Set exercise:
Your task is to output all the records below, word for word.

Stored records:
**********
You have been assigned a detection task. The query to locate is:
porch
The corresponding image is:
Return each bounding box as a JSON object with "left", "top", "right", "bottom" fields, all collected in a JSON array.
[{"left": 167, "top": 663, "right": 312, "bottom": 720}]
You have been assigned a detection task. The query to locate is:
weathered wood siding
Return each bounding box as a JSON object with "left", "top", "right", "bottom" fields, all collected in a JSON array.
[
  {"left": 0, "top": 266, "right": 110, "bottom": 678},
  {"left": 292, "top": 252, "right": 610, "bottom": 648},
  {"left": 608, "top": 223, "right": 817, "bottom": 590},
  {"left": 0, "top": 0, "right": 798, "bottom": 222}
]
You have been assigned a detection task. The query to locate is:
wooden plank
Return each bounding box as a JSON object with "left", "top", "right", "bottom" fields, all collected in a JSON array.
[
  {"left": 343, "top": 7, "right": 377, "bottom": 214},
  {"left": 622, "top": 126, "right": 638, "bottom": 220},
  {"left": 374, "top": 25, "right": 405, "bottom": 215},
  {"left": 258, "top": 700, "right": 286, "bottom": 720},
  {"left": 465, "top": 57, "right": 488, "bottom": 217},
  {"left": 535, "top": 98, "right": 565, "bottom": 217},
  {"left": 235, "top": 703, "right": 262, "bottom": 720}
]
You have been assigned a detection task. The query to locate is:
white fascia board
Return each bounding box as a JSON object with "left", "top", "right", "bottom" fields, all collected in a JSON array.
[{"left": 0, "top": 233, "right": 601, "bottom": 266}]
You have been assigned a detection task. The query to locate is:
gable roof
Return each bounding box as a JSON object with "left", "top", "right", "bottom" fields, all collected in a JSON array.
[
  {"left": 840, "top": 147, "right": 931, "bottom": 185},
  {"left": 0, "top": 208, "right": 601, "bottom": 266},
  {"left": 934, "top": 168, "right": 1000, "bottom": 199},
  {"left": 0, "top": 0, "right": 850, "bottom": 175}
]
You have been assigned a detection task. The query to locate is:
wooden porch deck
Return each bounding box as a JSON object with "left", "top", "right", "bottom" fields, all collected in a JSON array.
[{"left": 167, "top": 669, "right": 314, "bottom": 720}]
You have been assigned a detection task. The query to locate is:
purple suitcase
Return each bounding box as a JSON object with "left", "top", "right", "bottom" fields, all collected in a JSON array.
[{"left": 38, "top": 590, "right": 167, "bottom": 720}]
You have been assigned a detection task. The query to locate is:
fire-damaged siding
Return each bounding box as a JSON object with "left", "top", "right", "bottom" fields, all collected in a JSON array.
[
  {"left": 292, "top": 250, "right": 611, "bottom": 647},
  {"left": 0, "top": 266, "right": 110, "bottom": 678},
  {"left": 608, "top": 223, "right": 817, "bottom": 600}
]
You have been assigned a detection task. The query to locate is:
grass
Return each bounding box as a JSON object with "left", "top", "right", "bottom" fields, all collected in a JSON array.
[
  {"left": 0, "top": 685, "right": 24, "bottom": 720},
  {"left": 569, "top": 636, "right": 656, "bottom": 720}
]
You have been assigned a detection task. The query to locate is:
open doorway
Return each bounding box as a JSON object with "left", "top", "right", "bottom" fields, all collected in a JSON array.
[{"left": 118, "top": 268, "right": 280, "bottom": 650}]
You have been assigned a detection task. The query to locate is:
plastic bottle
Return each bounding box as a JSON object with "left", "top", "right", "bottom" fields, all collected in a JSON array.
**********
Result of the exercise:
You have been assigned a detection task. The query to locate is:
porch
The corresponding image is:
Return each bounding box as a JSON object with "left", "top", "right", "bottom" fields, all collected in a JSON array.
[{"left": 167, "top": 663, "right": 312, "bottom": 720}]
You have been assigned a detection task. The query to locate is:
weathered wood siding
Return each bounding box as a JSON object with "left", "top", "right", "bottom" fields, all collected in a JSON array.
[
  {"left": 0, "top": 266, "right": 110, "bottom": 678},
  {"left": 292, "top": 252, "right": 610, "bottom": 648},
  {"left": 608, "top": 223, "right": 817, "bottom": 590},
  {"left": 0, "top": 0, "right": 798, "bottom": 222}
]
You have been assigned a detection task. The query to locate is:
wooden plank
Return each bounding box as a JSON object with "left", "top", "right", "bottom" fields, all collected in a JSON array.
[
  {"left": 343, "top": 7, "right": 377, "bottom": 214},
  {"left": 622, "top": 126, "right": 638, "bottom": 220},
  {"left": 374, "top": 25, "right": 405, "bottom": 215},
  {"left": 258, "top": 700, "right": 286, "bottom": 720},
  {"left": 465, "top": 57, "right": 488, "bottom": 217},
  {"left": 535, "top": 98, "right": 565, "bottom": 217},
  {"left": 235, "top": 703, "right": 262, "bottom": 720}
]
You have been assigned a detection task. The query to locate is:
white fascia board
Return each bounding box as a JSON object with "left", "top", "right", "bottom" fields, all collected in a JSON array.
[{"left": 0, "top": 233, "right": 601, "bottom": 266}]
You have been assigned a detection task. The query to locate is:
gable roof
Return each bounding box as a JSON object with "left", "top", "right", "bottom" fields, all collected in a JSON array.
[
  {"left": 840, "top": 147, "right": 931, "bottom": 185},
  {"left": 0, "top": 208, "right": 601, "bottom": 266},
  {"left": 934, "top": 168, "right": 1000, "bottom": 199},
  {"left": 0, "top": 0, "right": 850, "bottom": 175}
]
You have been assigned a detection task. The query to locate is:
wooden porch deck
Return each bounding box as a JSON object with "left", "top", "right", "bottom" fields, all collected in a JSON array.
[{"left": 167, "top": 669, "right": 314, "bottom": 720}]
You have been assigned a detection task. The query to locate is:
purple suitcase
Return each bounding box as a JSON object with "left", "top", "right", "bottom" fields, all collected in a JSON array.
[{"left": 38, "top": 590, "right": 167, "bottom": 720}]
You have been assigned a detection task. The query to locate is:
fire-damaged siding
Return each bounding box as a JSON object with "left", "top", "right", "bottom" fields, all collected in a JSON array.
[
  {"left": 292, "top": 250, "right": 611, "bottom": 647},
  {"left": 0, "top": 266, "right": 110, "bottom": 678},
  {"left": 608, "top": 223, "right": 817, "bottom": 600}
]
You have been assigned a detection task. The query to locate is:
grass
Return each bounding box as a JSON object with "left", "top", "right", "bottom" fields, all collected in a JSON array.
[
  {"left": 0, "top": 685, "right": 24, "bottom": 720},
  {"left": 569, "top": 636, "right": 656, "bottom": 720}
]
You have been assigned a detection task. The query to locate is:
open doorway
Return each bounding box as a JSON object with "left", "top", "right", "bottom" fields, all collected in a JSON array.
[{"left": 118, "top": 268, "right": 280, "bottom": 650}]
You have been assigned a detection task. The query to locate is:
plastic bottle
Return each bounding box as a JSON object with "left", "top", "right", "bottom" fields, all collected in a JSON array.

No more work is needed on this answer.